What the exercise asks:
With the images removed, transcribe the listing that follows exactly.

** Opening Supplied records block **

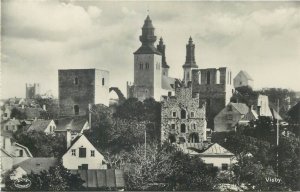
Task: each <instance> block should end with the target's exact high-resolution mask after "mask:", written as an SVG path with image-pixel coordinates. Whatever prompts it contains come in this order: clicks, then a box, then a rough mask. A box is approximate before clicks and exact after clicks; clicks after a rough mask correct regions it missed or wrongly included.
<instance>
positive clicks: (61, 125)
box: [55, 117, 87, 133]
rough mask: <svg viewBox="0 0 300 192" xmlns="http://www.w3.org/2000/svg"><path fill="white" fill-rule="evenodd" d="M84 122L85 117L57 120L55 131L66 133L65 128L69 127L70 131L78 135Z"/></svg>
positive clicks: (78, 117) (70, 118) (74, 117)
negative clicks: (77, 133) (70, 130)
mask: <svg viewBox="0 0 300 192" xmlns="http://www.w3.org/2000/svg"><path fill="white" fill-rule="evenodd" d="M86 122H87V119H86V117H74V118H71V117H70V118H63V119H58V121H57V123H56V130H55V131H67V127H69V128H71V131H73V132H78V133H80V131H81V130H82V128H83V126H84V125H85V123H86Z"/></svg>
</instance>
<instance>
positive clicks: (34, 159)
mask: <svg viewBox="0 0 300 192" xmlns="http://www.w3.org/2000/svg"><path fill="white" fill-rule="evenodd" d="M57 162H58V161H57V159H56V158H54V157H35V158H30V159H27V160H25V161H22V162H21V163H18V164H16V167H18V166H19V167H21V168H22V169H24V171H26V173H28V174H29V173H31V172H34V173H40V172H41V171H44V170H45V171H47V170H49V168H50V167H53V166H55V165H56V163H57Z"/></svg>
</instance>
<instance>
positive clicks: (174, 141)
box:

** Closing Supplied records block **

The answer:
Task: each <instance> block should end with the target's exact high-resolution mask after "mask:", written as an SVG path with image-pixel coordinates. Whatever prompts it contains come in this order: clicks, then a box, then a rough mask. A box is approximate before clicks and exact after clicks; clicks after a rough mask correct regions it missed or wrongly included.
<instance>
positive clicks: (61, 125)
box: [55, 117, 87, 133]
rough mask: <svg viewBox="0 0 300 192" xmlns="http://www.w3.org/2000/svg"><path fill="white" fill-rule="evenodd" d="M84 122L85 117L57 120L55 131L66 133L65 128L69 127L70 131L78 135Z"/></svg>
positive clicks: (78, 117) (70, 118) (74, 117)
negative clicks: (77, 133) (70, 130)
mask: <svg viewBox="0 0 300 192" xmlns="http://www.w3.org/2000/svg"><path fill="white" fill-rule="evenodd" d="M86 122H87V119H86V117H74V118H71V117H70V118H63V119H58V121H57V123H56V130H55V131H67V127H69V128H71V131H73V132H78V133H80V131H81V130H82V128H83V126H84V125H85V123H86Z"/></svg>
</instance>
<instance>
positive clicks: (34, 159)
mask: <svg viewBox="0 0 300 192" xmlns="http://www.w3.org/2000/svg"><path fill="white" fill-rule="evenodd" d="M57 162H58V161H57V159H56V158H54V157H35V158H30V159H27V160H25V161H22V162H21V163H18V164H16V167H18V166H19V167H21V168H22V169H24V171H26V173H28V174H29V173H31V172H34V173H40V172H41V171H44V170H45V171H47V170H49V168H50V167H53V166H55V165H56V163H57Z"/></svg>
</instance>
<instance>
positive clicks: (174, 141)
box:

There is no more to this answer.